### HOW TO COMPLETE THIS TASK
The lines to be copied run from the one containing "the wooden play" to the end of the material below; reproduce them exactly, including both ends, and nothing more.

### TASK INPUTS

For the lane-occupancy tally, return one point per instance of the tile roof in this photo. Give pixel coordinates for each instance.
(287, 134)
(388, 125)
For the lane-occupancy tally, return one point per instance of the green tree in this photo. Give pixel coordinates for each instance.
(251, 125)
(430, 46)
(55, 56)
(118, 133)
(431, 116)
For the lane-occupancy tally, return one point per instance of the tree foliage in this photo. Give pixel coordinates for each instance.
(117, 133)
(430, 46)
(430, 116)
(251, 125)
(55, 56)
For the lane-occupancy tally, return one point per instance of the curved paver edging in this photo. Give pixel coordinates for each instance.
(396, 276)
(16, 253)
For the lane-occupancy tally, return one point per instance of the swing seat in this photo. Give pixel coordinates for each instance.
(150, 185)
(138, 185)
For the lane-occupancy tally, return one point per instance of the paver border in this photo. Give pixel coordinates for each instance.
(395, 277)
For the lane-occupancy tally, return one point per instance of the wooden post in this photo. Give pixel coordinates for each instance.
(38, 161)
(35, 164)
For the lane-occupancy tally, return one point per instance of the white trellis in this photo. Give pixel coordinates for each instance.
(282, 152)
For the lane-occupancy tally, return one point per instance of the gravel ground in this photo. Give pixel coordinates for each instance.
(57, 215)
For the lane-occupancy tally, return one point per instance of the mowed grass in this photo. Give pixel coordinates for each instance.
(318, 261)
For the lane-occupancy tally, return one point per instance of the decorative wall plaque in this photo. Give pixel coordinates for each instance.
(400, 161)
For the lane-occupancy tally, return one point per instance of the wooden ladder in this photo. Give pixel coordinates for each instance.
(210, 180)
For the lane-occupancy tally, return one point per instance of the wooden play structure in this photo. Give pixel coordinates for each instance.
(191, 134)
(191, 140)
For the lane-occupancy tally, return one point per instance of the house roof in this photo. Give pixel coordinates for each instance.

### WRITTEN RESPONSE
For the lane-occupancy tally, return one point per instance of the wooden play structure in this photo. Give pixel coordinates for each instance.
(191, 134)
(191, 140)
For the lane-occupancy tally, return one point per instance of the house roof in this photo. Give pixel coordinates for each instance.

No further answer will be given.